Enunciado A:
De acordo com o texto sobre a estética kantiana, que filósofo reavaliou a noção de filosofia da arte e influenciou enormemente Kant?
Enunciado B:
Prolongue o texto sobre a estética kantiana a partir da última frase apresentada.

Texto de origem:
════════

A filosofia estética kantiana afirma que a beleza é o símbolo da
moralidade. Obviamente a palavra "estética” está relacionada a uma noção clássica
da filosofia da arte, no entanto mais relacionada à percepção de filosofia da
arte que foi resultado da reavaliação feita pelo filósofo Alexander G. Baumgarten (1714-1762), o
qual reconsiderou o que até então se entendia por filosofia da arte, realizando
a entrada à disciplina em questão pela reflexão sobre o gosto e pela
qualidade da sensibilidade ligada à razão a partir da qual era possível
realizar um juízo de gosto. Essa reavaliação, por assim dizer, estabeleceu um
marco na histórica da filosofia e que influenciou enormemente Immanuel Kant (1724-1804).
Kant compreendia que os aspectos do belo são realidades transcendentais
a partir dos quais era possível determinar um sistema do gosto. O
belo une em si vários aspectos os quais só são inteligíveis quando pressupomos
uma unidade entre sensibilidade e razão. A beleza e a proporcionalidade não
estão distinguidas do bem e da conveniência.

════════

Bloco de dados:
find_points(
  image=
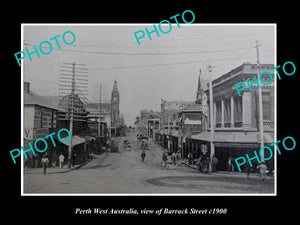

════════

Resposta escrita A:
Alexander G. Baumgarten (1714-1762).

Resposta escrita B:
Evidentemente essa noção possui várias implicações assim como várias
pressuposições, já que no fundamento dessa noção podemos encontrar a ideia
fundamental de natureza humana que vai fazer escola na obra de filósofos como
Hegel, Schelling e Roger Scruton. Vamos considerar um exemplo que explica como
a ideia de Kant que afirma que a “beleza é o símbolo da moralidade” fala mais
do que achamos que fala nesta proposição.
Você pode achar a arquitetura de influência gótica dos galpões de
Auschwitz algo belo em si mesmo, no sentido de que a arquitetura desse campo de
concentração é, abstraída da moral que a significa, algo mais bonito do que o
estilo arquitetônico de um BNH.
Mas nenhum de nós considera uma obra de arte abstraída de seu contexto
próprio, pois pelo fato de a arquitetura de Auschwitz estar relacionada a
Auschwitz, o que poderia ser considerado uma obra de arquitetura de influência
gótica bela em si mesma é, não obstante, refletida como estando significada
pelo seu contexto próprio. Podemos então achar insuficiente para qualificar
uma beleza total a consideração feita apenas pelo aspecto da harmonia e da sensibilidade que,
não obstante, compõem aspectos da beleza. Nesse sentido a arte de Aushwitz não pode ser bela,
já que não é também um símbolo da moralidade, e ainda que sobrem resquícios de
beleza, não se trata daquela beleza pela qual damos o nosso assentimento, ou
que nos apraz imediatamente, e da qual podemos obter uma fruição sem atritos na consciência moral.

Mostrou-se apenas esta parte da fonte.